EXERCISE PROMPT >>
Your answer should consist of the lines in the following data that contain "outline".

%%

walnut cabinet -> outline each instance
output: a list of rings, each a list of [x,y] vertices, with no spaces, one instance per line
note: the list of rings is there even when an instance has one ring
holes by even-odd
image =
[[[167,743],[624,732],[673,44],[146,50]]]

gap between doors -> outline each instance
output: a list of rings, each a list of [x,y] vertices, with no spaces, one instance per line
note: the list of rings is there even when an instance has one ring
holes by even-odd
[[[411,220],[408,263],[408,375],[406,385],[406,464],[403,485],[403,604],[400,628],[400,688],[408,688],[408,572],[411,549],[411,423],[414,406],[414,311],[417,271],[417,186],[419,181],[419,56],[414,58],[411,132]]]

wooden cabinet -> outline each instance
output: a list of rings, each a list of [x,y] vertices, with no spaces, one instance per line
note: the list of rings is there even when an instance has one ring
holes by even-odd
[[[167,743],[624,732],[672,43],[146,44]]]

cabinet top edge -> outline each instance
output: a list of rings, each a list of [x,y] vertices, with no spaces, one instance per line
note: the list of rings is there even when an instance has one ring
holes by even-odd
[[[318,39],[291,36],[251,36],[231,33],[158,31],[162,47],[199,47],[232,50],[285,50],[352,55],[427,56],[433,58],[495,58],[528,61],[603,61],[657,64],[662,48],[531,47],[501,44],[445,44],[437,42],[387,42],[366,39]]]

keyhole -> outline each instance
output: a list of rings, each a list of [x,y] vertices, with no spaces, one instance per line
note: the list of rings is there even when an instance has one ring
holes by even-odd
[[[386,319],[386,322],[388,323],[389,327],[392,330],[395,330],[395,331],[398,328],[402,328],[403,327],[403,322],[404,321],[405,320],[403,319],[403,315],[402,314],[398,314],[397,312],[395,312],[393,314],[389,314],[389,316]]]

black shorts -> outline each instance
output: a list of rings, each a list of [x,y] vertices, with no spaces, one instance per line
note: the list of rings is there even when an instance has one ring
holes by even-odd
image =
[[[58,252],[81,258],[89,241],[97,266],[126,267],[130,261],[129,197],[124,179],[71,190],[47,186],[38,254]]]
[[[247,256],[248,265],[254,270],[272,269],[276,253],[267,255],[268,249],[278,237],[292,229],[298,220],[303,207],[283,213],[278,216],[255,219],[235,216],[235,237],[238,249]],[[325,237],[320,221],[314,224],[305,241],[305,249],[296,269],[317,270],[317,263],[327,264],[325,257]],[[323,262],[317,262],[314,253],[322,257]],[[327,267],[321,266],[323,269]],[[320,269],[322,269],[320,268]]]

%%

YOUR RESPONSE >>
walnut cabinet -> outline each instance
gap between doors -> outline each instance
wooden cabinet -> outline each instance
cabinet top edge -> outline each instance
keyhole -> outline each instance
black shorts -> outline each instance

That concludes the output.